* **Try it**: Show, from the records below, all lines that contain the word "suit".

* **Data in this exercise**:

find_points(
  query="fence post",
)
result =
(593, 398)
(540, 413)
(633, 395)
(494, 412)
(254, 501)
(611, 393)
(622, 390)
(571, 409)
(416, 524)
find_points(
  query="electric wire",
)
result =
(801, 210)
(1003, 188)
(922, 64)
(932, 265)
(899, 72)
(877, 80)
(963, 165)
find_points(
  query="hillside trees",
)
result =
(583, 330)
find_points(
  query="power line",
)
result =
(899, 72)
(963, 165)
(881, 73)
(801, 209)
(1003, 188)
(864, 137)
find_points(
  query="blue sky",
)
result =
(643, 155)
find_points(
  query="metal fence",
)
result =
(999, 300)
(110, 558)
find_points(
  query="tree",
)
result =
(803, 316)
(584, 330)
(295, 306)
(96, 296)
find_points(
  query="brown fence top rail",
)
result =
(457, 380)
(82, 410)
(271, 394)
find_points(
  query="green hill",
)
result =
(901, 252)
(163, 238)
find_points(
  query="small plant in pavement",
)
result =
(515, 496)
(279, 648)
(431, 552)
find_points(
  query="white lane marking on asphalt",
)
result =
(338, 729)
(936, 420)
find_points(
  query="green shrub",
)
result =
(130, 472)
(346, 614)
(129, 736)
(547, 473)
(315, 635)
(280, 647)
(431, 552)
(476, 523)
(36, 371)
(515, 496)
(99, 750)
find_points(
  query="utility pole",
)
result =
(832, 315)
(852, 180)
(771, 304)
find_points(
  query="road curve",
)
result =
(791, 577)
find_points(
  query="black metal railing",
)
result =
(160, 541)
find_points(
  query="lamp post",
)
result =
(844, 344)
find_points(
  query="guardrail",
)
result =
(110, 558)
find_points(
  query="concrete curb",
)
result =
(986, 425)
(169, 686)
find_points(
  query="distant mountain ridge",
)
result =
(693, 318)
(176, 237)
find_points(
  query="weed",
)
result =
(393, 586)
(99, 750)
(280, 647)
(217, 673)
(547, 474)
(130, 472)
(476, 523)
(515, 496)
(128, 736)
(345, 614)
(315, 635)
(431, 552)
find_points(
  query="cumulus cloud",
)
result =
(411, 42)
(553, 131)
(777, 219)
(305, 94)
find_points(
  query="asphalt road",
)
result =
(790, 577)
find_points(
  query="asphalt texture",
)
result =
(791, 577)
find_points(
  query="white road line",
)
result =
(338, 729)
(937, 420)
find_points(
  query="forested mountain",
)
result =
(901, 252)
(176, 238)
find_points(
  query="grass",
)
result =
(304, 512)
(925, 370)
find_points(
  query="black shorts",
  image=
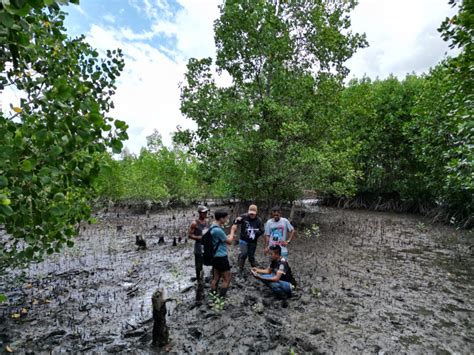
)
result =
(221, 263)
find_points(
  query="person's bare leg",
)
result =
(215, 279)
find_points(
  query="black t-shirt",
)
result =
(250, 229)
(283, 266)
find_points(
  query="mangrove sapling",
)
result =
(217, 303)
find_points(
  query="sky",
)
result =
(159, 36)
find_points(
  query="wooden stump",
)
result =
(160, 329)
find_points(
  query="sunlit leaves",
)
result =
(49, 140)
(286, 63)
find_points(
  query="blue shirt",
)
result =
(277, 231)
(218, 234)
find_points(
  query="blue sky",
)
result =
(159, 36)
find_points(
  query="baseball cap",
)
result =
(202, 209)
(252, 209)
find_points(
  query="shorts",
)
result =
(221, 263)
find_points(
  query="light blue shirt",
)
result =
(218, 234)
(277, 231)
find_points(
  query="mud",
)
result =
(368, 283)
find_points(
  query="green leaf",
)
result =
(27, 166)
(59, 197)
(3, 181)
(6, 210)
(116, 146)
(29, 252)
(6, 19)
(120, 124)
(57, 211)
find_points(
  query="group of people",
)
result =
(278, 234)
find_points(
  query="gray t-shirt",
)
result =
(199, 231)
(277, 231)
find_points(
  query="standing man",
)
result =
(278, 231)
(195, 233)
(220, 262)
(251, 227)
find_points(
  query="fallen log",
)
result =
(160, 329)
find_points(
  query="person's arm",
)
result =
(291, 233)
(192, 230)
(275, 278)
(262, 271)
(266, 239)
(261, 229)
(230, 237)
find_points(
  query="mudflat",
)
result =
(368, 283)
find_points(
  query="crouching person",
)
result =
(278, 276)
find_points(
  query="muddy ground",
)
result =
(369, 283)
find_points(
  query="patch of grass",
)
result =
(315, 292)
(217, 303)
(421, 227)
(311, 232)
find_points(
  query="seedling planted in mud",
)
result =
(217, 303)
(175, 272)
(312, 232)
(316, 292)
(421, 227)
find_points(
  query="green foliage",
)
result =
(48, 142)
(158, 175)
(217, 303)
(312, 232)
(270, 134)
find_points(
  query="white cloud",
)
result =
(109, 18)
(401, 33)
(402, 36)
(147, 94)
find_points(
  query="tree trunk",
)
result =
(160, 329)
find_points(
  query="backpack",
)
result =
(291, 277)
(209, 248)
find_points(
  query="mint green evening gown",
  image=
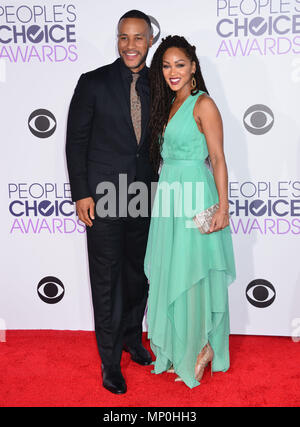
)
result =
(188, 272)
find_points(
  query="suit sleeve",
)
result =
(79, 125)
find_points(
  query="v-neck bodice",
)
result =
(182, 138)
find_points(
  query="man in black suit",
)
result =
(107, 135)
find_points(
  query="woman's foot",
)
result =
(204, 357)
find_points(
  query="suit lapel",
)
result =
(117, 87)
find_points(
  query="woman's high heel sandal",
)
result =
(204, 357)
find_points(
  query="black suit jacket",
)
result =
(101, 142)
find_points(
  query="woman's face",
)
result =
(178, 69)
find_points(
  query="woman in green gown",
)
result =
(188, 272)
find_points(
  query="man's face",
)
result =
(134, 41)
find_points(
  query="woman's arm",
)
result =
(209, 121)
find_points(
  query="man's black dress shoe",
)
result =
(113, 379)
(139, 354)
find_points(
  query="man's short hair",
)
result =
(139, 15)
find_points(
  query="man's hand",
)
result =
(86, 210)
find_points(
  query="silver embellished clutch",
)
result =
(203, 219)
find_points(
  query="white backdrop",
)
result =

* **Solved exercise**:
  query="suit sleeve",
  query="man in black suit",
  query="suit lapel",
  query="black suit jacket",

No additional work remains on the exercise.